Copy the records from the line containing "Where is the paper" through the line containing "[0,181,792,533]", with both of those lines included, and reproduce them unchanged.

□ □ □

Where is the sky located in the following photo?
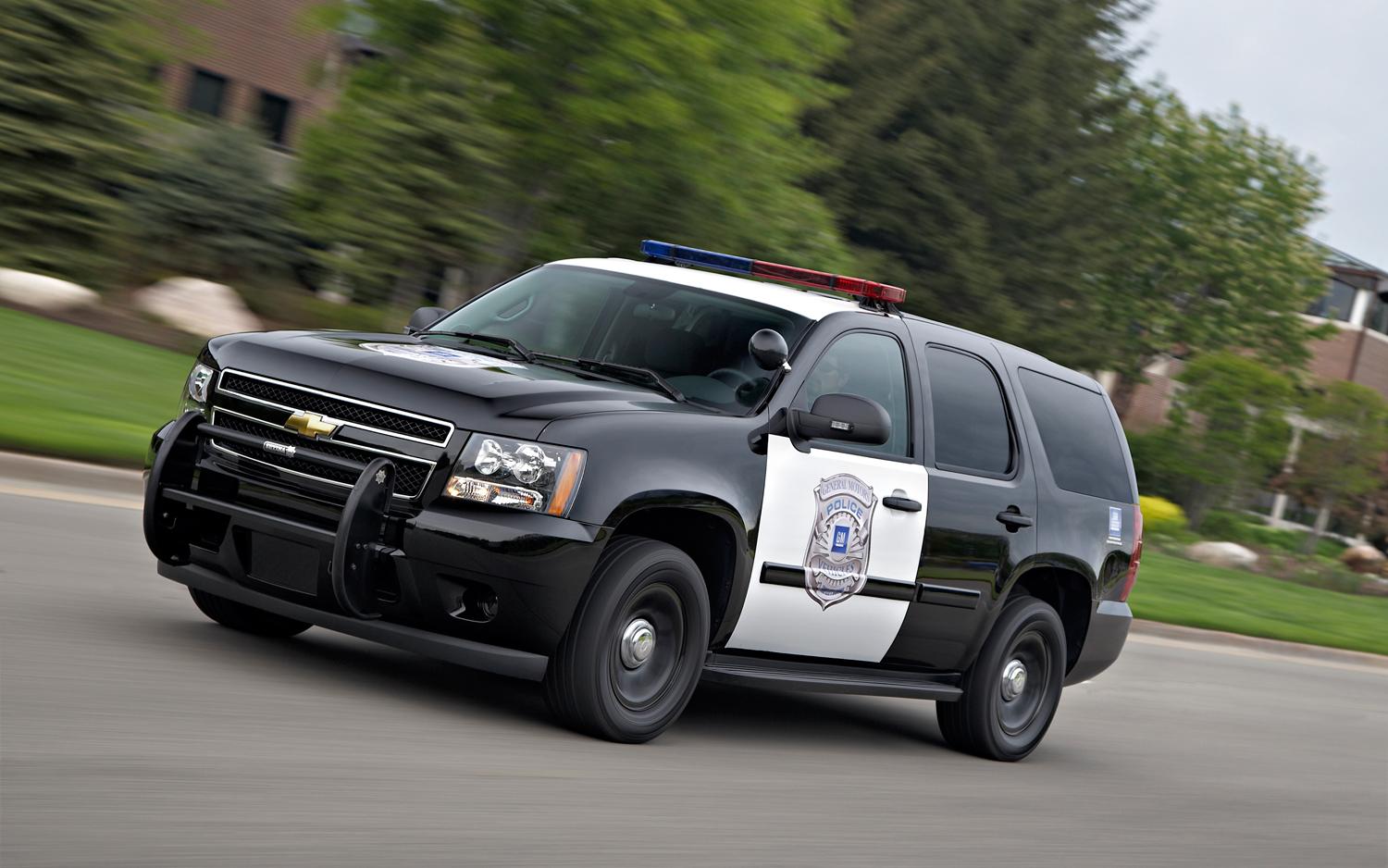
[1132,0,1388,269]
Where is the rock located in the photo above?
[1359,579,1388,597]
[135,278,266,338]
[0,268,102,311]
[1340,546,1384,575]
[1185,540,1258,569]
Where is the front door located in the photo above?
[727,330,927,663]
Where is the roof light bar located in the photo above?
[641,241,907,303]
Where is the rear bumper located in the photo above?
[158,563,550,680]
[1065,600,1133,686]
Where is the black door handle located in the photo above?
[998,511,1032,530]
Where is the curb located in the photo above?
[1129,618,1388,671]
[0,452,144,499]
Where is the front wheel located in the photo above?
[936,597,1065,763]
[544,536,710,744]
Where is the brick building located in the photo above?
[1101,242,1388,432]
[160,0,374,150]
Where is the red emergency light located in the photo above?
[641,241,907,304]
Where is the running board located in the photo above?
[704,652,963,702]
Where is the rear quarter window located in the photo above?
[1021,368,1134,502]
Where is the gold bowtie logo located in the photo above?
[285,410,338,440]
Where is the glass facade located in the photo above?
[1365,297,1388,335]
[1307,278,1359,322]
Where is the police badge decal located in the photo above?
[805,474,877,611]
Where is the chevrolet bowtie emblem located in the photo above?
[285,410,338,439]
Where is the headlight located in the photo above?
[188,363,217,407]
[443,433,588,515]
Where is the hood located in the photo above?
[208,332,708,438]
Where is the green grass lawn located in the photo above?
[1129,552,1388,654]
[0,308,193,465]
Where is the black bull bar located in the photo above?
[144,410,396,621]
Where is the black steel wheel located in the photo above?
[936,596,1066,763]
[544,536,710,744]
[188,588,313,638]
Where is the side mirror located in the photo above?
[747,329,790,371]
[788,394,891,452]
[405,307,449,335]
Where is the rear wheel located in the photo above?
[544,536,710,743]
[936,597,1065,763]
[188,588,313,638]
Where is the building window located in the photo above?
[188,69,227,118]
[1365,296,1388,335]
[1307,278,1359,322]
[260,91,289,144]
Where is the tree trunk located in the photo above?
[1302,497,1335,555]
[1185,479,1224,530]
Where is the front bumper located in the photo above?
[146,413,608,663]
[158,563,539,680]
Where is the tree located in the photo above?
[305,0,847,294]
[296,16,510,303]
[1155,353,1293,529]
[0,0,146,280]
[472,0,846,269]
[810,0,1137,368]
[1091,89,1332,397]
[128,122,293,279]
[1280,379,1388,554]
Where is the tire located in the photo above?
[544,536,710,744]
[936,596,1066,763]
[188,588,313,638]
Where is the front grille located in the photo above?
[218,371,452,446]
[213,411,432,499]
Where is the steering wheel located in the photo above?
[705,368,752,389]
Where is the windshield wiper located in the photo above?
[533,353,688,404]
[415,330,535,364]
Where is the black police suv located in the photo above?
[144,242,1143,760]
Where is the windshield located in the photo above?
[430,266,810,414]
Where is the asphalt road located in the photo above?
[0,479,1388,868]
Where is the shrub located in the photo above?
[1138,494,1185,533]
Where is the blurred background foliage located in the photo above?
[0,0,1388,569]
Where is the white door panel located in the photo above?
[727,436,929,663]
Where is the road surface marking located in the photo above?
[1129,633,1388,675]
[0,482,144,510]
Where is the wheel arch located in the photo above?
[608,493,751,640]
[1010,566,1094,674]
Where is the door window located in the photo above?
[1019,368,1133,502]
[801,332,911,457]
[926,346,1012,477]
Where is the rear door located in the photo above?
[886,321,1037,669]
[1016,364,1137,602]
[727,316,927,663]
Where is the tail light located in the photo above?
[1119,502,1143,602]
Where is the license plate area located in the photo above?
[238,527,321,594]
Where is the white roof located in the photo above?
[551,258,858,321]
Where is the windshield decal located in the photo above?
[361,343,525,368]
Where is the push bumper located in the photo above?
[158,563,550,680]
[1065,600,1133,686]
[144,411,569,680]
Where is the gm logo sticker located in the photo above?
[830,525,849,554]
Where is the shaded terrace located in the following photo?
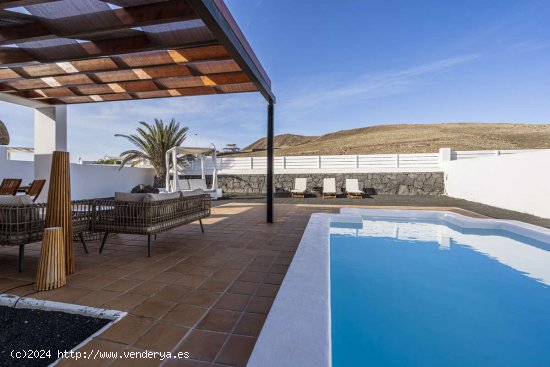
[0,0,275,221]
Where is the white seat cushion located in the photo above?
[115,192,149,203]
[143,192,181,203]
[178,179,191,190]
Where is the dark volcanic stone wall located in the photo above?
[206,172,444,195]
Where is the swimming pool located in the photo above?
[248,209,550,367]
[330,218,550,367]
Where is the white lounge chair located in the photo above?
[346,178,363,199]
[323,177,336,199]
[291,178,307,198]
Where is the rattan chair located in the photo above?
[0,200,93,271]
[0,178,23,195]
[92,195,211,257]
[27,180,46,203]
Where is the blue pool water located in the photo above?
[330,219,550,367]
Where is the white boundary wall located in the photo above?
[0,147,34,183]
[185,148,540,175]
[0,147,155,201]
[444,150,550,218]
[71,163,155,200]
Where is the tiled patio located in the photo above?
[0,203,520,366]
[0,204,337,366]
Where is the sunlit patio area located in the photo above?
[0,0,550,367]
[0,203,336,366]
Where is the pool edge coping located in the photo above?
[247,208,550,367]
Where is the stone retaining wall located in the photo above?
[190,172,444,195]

□ □ □

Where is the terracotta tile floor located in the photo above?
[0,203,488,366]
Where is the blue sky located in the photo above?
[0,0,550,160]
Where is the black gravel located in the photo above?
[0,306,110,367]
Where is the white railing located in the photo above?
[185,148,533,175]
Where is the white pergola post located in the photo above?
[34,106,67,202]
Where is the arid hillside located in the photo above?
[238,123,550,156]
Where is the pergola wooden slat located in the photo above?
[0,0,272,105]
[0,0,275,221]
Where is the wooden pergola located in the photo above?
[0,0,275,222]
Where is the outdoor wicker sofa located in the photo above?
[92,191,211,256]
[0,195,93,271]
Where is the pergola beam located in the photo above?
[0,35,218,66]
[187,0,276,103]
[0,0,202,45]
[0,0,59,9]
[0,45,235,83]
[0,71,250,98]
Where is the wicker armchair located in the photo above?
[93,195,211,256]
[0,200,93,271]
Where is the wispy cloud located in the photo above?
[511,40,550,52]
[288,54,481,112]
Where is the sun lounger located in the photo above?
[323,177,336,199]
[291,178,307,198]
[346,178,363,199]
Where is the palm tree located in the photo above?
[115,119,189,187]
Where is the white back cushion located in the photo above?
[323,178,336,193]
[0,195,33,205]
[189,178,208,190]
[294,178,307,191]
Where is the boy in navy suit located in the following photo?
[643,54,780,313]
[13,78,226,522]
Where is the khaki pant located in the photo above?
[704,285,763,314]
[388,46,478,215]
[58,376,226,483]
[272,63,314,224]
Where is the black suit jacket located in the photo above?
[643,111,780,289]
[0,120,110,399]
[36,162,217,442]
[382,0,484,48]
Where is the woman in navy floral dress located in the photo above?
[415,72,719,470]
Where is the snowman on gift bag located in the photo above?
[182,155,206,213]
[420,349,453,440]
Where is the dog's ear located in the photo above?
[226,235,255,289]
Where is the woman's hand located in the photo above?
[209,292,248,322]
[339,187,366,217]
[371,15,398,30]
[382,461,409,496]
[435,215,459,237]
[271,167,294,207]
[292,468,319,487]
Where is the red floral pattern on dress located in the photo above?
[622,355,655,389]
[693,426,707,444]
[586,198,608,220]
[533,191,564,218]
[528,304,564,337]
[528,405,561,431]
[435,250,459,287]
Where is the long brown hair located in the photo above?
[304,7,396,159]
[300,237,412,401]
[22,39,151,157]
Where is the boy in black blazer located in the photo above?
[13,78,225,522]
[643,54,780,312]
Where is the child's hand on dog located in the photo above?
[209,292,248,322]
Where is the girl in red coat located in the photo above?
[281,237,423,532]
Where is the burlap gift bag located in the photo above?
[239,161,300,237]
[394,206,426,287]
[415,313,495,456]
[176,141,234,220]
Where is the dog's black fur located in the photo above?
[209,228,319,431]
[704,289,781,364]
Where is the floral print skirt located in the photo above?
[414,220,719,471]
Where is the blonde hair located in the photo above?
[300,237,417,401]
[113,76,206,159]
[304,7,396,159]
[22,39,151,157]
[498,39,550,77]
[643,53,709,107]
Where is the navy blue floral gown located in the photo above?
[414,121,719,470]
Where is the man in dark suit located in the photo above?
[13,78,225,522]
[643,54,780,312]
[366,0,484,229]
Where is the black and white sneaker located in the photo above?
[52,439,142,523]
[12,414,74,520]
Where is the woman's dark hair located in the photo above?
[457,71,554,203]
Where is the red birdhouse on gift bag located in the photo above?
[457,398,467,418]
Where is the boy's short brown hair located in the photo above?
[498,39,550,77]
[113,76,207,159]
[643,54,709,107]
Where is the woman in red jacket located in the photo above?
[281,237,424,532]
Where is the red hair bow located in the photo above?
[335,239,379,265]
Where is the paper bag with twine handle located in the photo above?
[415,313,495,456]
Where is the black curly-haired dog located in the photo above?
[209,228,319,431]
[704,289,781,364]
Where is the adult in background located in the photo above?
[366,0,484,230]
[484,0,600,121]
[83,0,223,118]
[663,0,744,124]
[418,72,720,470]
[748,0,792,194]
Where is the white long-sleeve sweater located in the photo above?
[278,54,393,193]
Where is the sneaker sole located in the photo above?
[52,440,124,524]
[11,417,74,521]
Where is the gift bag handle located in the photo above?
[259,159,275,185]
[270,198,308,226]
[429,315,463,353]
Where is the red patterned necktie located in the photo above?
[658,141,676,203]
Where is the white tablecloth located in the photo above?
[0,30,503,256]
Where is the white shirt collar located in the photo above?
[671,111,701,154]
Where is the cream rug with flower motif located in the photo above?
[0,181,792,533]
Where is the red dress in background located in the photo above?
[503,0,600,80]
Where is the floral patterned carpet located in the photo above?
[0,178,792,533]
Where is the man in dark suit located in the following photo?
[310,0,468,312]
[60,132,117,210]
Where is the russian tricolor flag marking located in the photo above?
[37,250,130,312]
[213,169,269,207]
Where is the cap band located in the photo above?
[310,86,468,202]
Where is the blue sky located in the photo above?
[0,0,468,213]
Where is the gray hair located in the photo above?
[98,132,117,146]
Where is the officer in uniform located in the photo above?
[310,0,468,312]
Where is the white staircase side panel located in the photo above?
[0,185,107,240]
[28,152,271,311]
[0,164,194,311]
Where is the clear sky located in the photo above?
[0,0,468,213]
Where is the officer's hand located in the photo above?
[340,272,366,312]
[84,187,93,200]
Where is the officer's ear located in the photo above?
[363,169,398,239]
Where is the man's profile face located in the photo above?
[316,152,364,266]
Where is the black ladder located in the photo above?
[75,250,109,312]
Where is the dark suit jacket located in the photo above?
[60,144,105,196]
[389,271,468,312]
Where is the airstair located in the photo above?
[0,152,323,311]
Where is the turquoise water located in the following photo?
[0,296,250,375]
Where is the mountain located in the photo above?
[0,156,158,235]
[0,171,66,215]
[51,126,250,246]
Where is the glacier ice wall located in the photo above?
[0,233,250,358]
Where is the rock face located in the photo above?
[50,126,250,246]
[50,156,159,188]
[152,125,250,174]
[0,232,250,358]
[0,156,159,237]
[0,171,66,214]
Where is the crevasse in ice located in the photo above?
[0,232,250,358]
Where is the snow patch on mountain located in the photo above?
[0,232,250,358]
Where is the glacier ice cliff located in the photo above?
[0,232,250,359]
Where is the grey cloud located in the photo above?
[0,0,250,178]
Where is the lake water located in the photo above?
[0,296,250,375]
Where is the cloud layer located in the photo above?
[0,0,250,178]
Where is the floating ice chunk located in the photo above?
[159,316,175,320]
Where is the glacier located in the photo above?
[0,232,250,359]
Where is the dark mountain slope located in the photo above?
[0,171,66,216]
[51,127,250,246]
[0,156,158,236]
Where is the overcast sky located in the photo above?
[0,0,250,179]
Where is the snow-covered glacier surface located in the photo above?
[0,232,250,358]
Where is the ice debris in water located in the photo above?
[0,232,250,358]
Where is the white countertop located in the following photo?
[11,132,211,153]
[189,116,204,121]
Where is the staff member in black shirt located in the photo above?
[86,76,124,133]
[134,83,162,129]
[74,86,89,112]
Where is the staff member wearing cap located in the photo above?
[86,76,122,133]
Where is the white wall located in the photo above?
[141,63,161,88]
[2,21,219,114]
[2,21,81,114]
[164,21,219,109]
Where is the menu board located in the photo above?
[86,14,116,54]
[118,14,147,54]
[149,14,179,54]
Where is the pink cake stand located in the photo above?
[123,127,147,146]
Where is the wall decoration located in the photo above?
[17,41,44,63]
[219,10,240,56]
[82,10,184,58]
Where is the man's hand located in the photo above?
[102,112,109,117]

□ □ □

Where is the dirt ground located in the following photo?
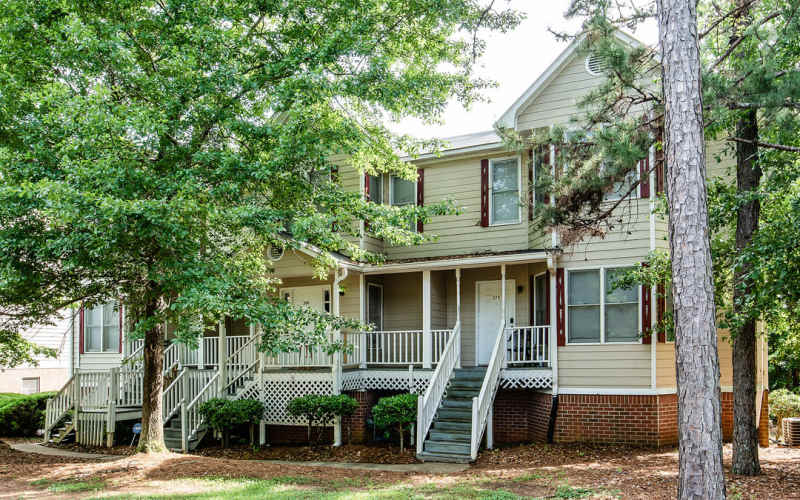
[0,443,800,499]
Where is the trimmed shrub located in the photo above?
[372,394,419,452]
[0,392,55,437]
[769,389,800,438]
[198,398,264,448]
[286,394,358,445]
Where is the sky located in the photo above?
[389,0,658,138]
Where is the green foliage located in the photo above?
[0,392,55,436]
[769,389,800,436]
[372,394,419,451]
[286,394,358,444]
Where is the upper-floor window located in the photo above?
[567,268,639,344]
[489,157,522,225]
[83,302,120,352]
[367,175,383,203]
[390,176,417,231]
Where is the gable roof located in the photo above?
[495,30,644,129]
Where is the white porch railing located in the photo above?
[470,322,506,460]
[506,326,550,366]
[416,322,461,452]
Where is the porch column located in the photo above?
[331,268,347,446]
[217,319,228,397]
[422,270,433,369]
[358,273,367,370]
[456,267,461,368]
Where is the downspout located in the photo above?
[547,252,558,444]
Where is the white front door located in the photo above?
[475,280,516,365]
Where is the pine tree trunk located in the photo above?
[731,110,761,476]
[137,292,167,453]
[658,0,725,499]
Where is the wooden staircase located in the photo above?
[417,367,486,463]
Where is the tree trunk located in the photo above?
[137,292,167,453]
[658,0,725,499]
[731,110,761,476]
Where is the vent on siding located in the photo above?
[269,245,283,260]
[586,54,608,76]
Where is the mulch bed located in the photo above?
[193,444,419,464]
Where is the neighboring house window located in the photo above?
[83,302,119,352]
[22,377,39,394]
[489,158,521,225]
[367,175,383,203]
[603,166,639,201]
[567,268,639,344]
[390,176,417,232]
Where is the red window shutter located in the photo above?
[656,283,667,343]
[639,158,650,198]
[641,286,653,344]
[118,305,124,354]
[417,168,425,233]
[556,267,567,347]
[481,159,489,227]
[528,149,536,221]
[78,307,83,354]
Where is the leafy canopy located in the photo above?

□ □ □

Finished exercise —
Where is the paper bag with twine handle located in the photo above?
[415,313,495,456]
Where is the black curly-haired dog located in the photo above?
[209,228,319,431]
[704,289,781,364]
Where is the adult in background located in the photo above?
[366,0,484,230]
[484,0,600,121]
[83,0,223,118]
[663,0,744,124]
[418,72,720,470]
[748,0,792,194]
Where is the white long-sleeve sweater located in the photo above?
[278,54,393,193]
Where is the sneaker sole located in the photo above?
[52,440,124,524]
[11,417,74,521]
Where is the gift bag handle located in the photo above?
[259,159,275,185]
[270,198,308,226]
[429,315,463,353]
Where is the red patterned necktie located in the photo above?
[658,141,676,203]
Where is the white tablecloth located in the photo above?
[0,30,503,256]
Where is the white shirt collar located in the photo above?
[671,111,701,154]
Where is the cream rug with flower motif located in the photo above?
[0,181,792,533]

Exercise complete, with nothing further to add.